Exercise: Starting at the line that contains "Target: paver walkway", copy each line through the end of the listing below. Include both ends and output nothing more.

--- BEGIN Supplied material ---

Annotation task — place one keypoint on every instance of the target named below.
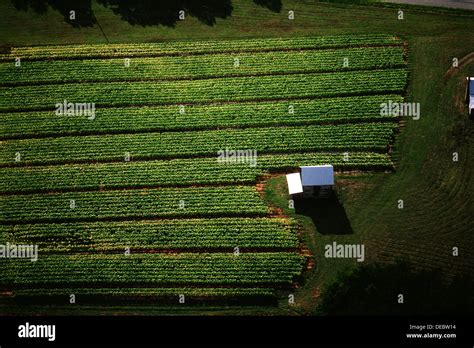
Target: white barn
(470, 96)
(311, 181)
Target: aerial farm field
(131, 210)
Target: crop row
(186, 269)
(157, 295)
(194, 47)
(164, 202)
(354, 137)
(107, 120)
(174, 234)
(46, 97)
(176, 172)
(186, 67)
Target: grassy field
(437, 192)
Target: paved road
(466, 4)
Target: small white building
(311, 181)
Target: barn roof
(294, 183)
(317, 175)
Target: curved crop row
(226, 269)
(196, 47)
(164, 202)
(174, 234)
(157, 295)
(201, 66)
(46, 97)
(346, 137)
(109, 120)
(176, 172)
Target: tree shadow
(84, 16)
(374, 289)
(327, 214)
(166, 12)
(141, 12)
(273, 5)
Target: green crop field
(130, 207)
(307, 77)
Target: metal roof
(317, 175)
(294, 183)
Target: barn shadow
(272, 5)
(327, 214)
(141, 12)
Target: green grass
(436, 191)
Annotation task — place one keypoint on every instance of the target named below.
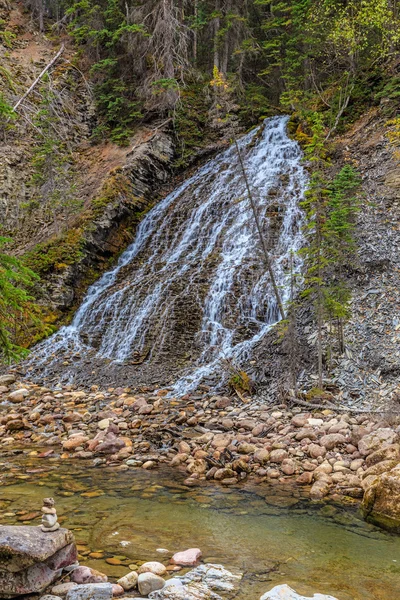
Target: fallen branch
(34, 84)
(342, 408)
(266, 257)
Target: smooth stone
(153, 567)
(129, 581)
(91, 591)
(63, 588)
(187, 558)
(7, 379)
(27, 546)
(84, 575)
(148, 582)
(284, 592)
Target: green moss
(57, 253)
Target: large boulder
(205, 582)
(31, 560)
(381, 502)
(284, 592)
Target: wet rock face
(206, 582)
(284, 592)
(30, 560)
(381, 503)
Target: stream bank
(317, 453)
(122, 518)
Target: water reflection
(120, 517)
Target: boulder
(91, 591)
(381, 502)
(319, 490)
(284, 592)
(153, 567)
(129, 581)
(24, 546)
(87, 575)
(31, 560)
(205, 582)
(7, 379)
(332, 440)
(278, 456)
(148, 582)
(18, 396)
(187, 558)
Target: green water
(272, 535)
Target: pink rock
(88, 575)
(187, 558)
(118, 590)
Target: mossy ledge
(71, 261)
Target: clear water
(272, 535)
(198, 250)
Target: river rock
(91, 591)
(24, 546)
(187, 558)
(18, 395)
(332, 440)
(148, 582)
(7, 379)
(129, 581)
(381, 503)
(319, 490)
(205, 582)
(278, 456)
(63, 588)
(87, 575)
(377, 440)
(391, 452)
(153, 567)
(284, 592)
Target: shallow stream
(273, 535)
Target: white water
(208, 216)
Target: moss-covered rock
(381, 503)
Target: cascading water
(192, 289)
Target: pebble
(187, 558)
(148, 582)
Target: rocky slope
(339, 454)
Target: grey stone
(24, 546)
(148, 582)
(284, 592)
(91, 591)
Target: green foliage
(18, 311)
(53, 178)
(7, 116)
(331, 206)
(57, 253)
(6, 36)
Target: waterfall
(191, 289)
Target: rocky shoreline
(342, 456)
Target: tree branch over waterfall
(266, 258)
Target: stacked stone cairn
(49, 516)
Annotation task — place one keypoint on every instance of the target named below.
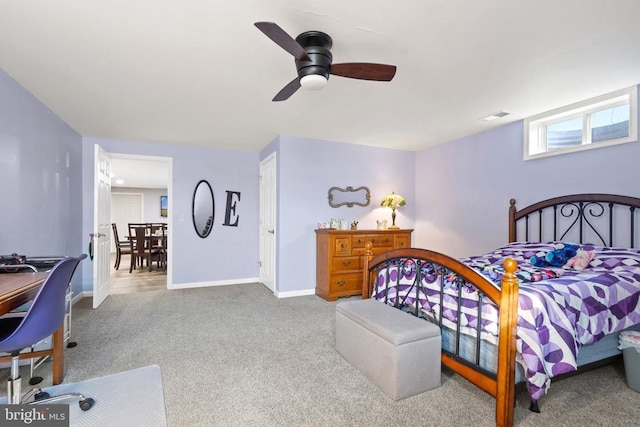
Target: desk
(17, 289)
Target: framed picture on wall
(163, 205)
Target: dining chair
(158, 231)
(123, 247)
(45, 315)
(141, 247)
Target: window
(599, 122)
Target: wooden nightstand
(339, 258)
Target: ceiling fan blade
(288, 90)
(364, 71)
(282, 39)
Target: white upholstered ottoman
(397, 351)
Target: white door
(102, 226)
(268, 222)
(125, 208)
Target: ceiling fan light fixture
(313, 82)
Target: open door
(268, 222)
(102, 226)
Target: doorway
(268, 222)
(139, 183)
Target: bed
(505, 321)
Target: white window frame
(535, 127)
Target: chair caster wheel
(86, 404)
(40, 396)
(35, 380)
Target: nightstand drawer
(346, 263)
(402, 241)
(345, 282)
(342, 245)
(377, 240)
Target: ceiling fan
(313, 58)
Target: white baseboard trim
(215, 283)
(290, 294)
(84, 294)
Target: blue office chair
(43, 318)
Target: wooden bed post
(505, 393)
(512, 220)
(366, 281)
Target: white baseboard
(214, 283)
(290, 294)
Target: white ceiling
(198, 72)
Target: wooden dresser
(339, 258)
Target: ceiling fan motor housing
(316, 44)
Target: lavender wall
(464, 186)
(40, 178)
(228, 253)
(307, 168)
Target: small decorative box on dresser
(339, 258)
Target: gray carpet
(130, 398)
(238, 356)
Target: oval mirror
(203, 208)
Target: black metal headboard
(601, 219)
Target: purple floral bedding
(560, 310)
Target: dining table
(17, 289)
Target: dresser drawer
(377, 240)
(345, 282)
(342, 245)
(346, 263)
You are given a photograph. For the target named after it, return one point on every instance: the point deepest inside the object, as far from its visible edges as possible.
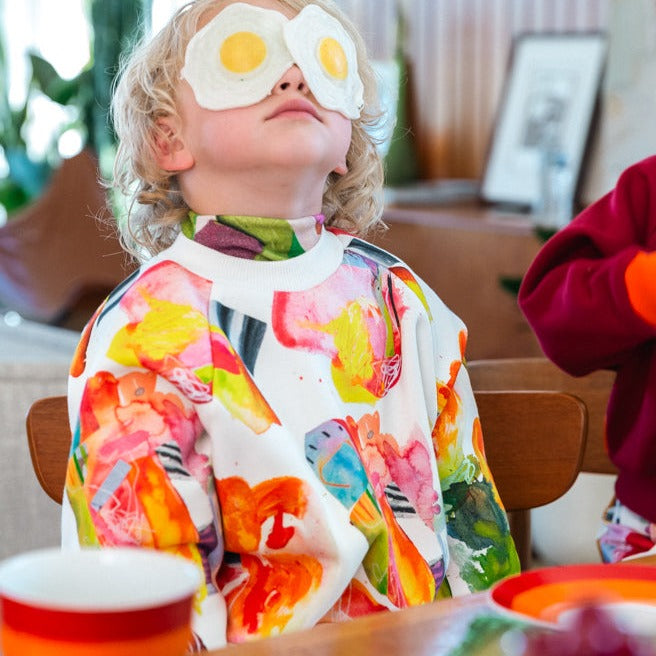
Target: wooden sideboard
(461, 251)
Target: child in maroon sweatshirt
(590, 297)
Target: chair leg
(520, 529)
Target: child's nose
(292, 80)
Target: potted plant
(56, 262)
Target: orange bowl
(106, 602)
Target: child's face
(287, 135)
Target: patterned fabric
(303, 429)
(624, 534)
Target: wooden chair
(49, 439)
(534, 443)
(542, 374)
(539, 373)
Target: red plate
(543, 594)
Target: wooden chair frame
(534, 444)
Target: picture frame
(550, 100)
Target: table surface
(419, 631)
(432, 630)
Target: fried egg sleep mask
(236, 59)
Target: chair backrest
(49, 439)
(541, 374)
(534, 444)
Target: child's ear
(341, 168)
(170, 150)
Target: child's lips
(295, 108)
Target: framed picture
(550, 99)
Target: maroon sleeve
(574, 295)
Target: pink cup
(105, 602)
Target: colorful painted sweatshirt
(590, 296)
(303, 429)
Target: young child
(590, 296)
(270, 395)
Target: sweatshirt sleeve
(139, 472)
(582, 294)
(481, 549)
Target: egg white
(303, 34)
(213, 85)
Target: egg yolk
(243, 52)
(333, 58)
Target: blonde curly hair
(146, 91)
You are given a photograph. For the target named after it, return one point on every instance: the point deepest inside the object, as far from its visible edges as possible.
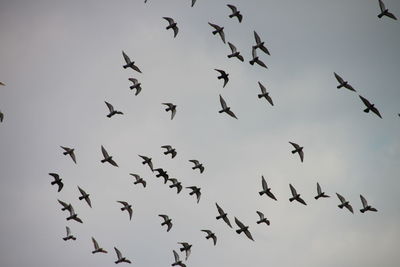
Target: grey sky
(60, 60)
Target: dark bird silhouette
(57, 181)
(107, 158)
(296, 196)
(370, 107)
(129, 63)
(172, 25)
(70, 152)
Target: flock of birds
(169, 150)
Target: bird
(147, 160)
(112, 110)
(366, 207)
(129, 63)
(225, 108)
(219, 30)
(167, 221)
(243, 228)
(171, 107)
(343, 83)
(262, 218)
(136, 85)
(235, 53)
(260, 44)
(97, 248)
(296, 196)
(235, 13)
(344, 203)
(197, 165)
(256, 59)
(223, 215)
(139, 180)
(187, 248)
(266, 190)
(210, 234)
(264, 93)
(320, 193)
(120, 258)
(70, 152)
(107, 158)
(69, 235)
(172, 25)
(127, 207)
(298, 149)
(370, 107)
(385, 11)
(57, 181)
(170, 150)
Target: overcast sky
(60, 60)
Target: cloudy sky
(60, 60)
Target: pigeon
(170, 150)
(195, 190)
(185, 247)
(97, 249)
(147, 160)
(225, 108)
(85, 196)
(385, 11)
(197, 165)
(243, 228)
(235, 53)
(136, 85)
(264, 93)
(343, 83)
(320, 193)
(172, 25)
(57, 180)
(107, 158)
(256, 59)
(210, 235)
(176, 184)
(112, 111)
(344, 203)
(129, 63)
(171, 107)
(223, 215)
(70, 152)
(296, 196)
(167, 221)
(120, 258)
(177, 260)
(126, 207)
(366, 207)
(266, 190)
(235, 13)
(219, 30)
(262, 218)
(370, 107)
(298, 149)
(69, 235)
(139, 180)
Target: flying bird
(243, 228)
(296, 196)
(370, 107)
(129, 63)
(225, 108)
(107, 158)
(385, 11)
(57, 181)
(219, 30)
(172, 25)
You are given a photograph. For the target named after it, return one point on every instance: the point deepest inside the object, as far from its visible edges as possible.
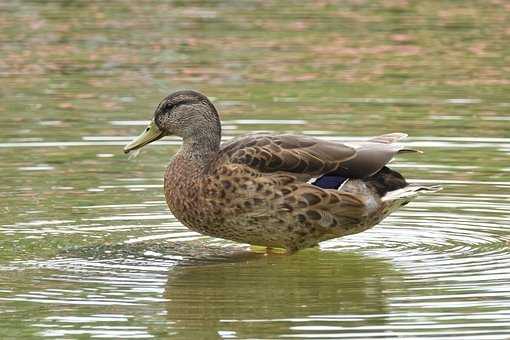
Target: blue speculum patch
(329, 182)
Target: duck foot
(270, 250)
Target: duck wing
(311, 156)
(287, 153)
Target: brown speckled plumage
(254, 189)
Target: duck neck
(201, 147)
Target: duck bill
(151, 134)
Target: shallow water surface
(88, 247)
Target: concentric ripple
(103, 257)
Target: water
(89, 249)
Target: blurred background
(88, 247)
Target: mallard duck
(274, 190)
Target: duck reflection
(247, 297)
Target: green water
(88, 248)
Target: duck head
(187, 114)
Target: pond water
(88, 247)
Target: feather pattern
(284, 190)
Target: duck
(279, 191)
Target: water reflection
(245, 298)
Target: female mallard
(283, 190)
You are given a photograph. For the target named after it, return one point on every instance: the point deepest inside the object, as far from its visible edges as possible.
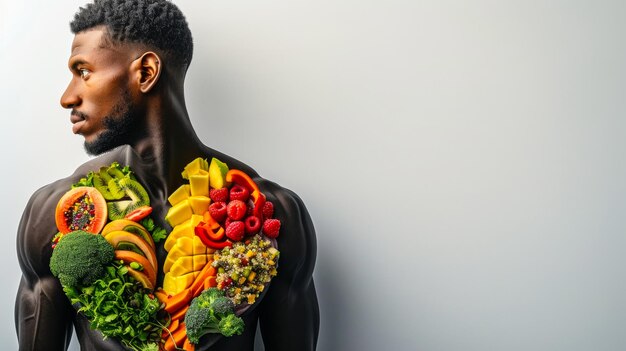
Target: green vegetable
(119, 307)
(88, 180)
(79, 259)
(212, 312)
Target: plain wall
(463, 161)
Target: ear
(150, 66)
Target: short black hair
(156, 23)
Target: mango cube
(179, 195)
(199, 204)
(179, 213)
(199, 184)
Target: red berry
(218, 210)
(235, 230)
(236, 209)
(268, 209)
(238, 192)
(271, 227)
(219, 195)
(253, 225)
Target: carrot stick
(161, 295)
(198, 284)
(188, 346)
(177, 338)
(167, 332)
(179, 300)
(180, 314)
(210, 282)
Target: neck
(170, 141)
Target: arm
(289, 313)
(43, 314)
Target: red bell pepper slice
(240, 178)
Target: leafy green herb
(86, 181)
(119, 307)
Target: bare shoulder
(37, 226)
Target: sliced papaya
(116, 237)
(82, 208)
(125, 245)
(131, 227)
(139, 213)
(141, 277)
(128, 257)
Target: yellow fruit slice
(179, 213)
(195, 167)
(182, 266)
(199, 184)
(199, 204)
(179, 195)
(175, 284)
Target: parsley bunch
(119, 307)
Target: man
(128, 64)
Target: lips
(78, 121)
(77, 126)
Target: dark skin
(105, 79)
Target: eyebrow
(76, 63)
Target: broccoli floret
(79, 259)
(231, 325)
(212, 312)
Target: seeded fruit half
(82, 208)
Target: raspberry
(235, 230)
(227, 222)
(268, 209)
(219, 195)
(271, 227)
(253, 225)
(237, 192)
(236, 209)
(217, 210)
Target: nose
(70, 98)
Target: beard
(121, 127)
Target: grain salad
(244, 269)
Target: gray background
(463, 161)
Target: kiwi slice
(133, 190)
(128, 246)
(139, 232)
(107, 185)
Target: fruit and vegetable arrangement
(221, 254)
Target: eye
(83, 73)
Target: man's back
(44, 315)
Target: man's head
(120, 53)
(157, 24)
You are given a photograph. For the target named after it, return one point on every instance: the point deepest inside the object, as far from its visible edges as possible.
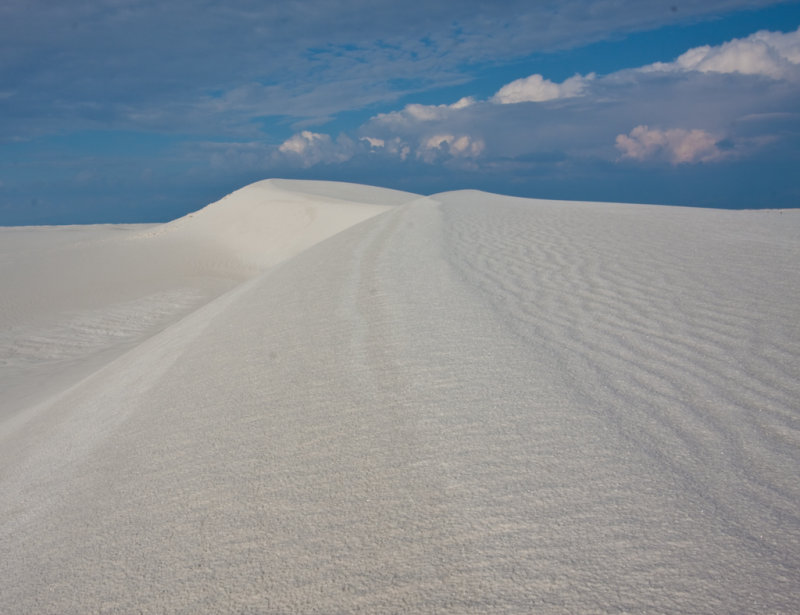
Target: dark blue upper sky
(138, 110)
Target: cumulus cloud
(771, 54)
(462, 146)
(538, 89)
(311, 148)
(414, 113)
(676, 145)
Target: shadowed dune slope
(468, 403)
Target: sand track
(465, 403)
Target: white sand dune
(319, 398)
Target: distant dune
(315, 397)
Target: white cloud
(414, 113)
(310, 148)
(538, 89)
(436, 146)
(677, 145)
(771, 54)
(374, 142)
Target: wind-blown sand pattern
(318, 397)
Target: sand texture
(313, 397)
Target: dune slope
(467, 403)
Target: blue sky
(139, 110)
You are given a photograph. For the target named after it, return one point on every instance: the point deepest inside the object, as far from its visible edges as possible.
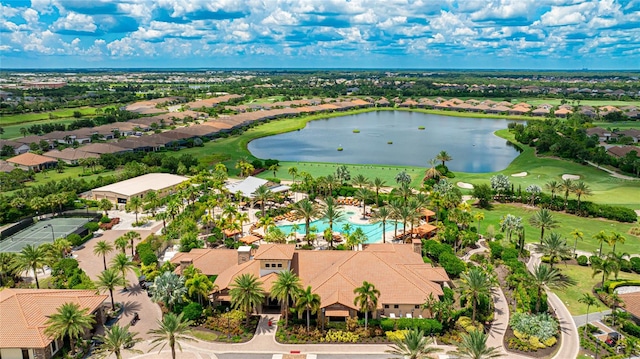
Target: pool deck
(355, 218)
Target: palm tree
(544, 275)
(378, 183)
(32, 258)
(382, 215)
(309, 302)
(131, 236)
(366, 299)
(581, 189)
(108, 280)
(293, 171)
(263, 194)
(169, 289)
(9, 266)
(602, 238)
(475, 282)
(172, 329)
(105, 205)
(71, 321)
(576, 235)
(246, 294)
(616, 238)
(414, 345)
(363, 194)
(307, 210)
(605, 266)
(103, 248)
(543, 219)
(474, 346)
(199, 285)
(444, 157)
(115, 340)
(122, 263)
(588, 300)
(122, 243)
(331, 213)
(555, 247)
(286, 288)
(567, 186)
(134, 205)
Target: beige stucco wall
(14, 353)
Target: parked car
(612, 339)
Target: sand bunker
(465, 185)
(571, 177)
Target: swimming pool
(373, 231)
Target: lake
(470, 141)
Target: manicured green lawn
(584, 284)
(623, 125)
(606, 189)
(567, 223)
(13, 131)
(556, 101)
(30, 117)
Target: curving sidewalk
(570, 339)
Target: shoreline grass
(606, 189)
(584, 284)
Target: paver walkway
(570, 340)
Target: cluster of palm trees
(566, 187)
(247, 293)
(71, 321)
(472, 345)
(611, 263)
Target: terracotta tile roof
(28, 309)
(210, 262)
(30, 159)
(275, 251)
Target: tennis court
(42, 232)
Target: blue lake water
(470, 141)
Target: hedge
(428, 326)
(611, 285)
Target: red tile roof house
(25, 312)
(31, 161)
(397, 270)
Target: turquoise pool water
(373, 231)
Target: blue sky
(468, 34)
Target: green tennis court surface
(42, 232)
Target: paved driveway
(134, 299)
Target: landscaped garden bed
(231, 326)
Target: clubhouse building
(397, 271)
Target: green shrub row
(611, 285)
(428, 326)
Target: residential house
(25, 313)
(70, 155)
(18, 147)
(32, 161)
(396, 270)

--- END Supplied material ---

Correct result:
Target: paver walkway
(570, 340)
Target: cluster of palm trees
(566, 187)
(247, 293)
(71, 321)
(472, 345)
(611, 263)
Target: terracotta tile roof
(28, 309)
(210, 262)
(30, 159)
(275, 251)
Target: tennis court
(42, 232)
Target: blue lake water
(470, 141)
Target: hedge
(428, 326)
(611, 285)
Target: red tile roof house
(25, 312)
(31, 161)
(397, 270)
Target: turquoise pool water
(373, 231)
Target: blue sky
(468, 34)
Target: green tennis court surface
(42, 232)
Target: paved driveway
(134, 299)
Target: landscaped garden bed
(231, 326)
Target: clubhouse building
(397, 271)
Target: green shrub row
(611, 285)
(428, 326)
Target: residential house
(25, 313)
(70, 155)
(18, 147)
(32, 161)
(396, 270)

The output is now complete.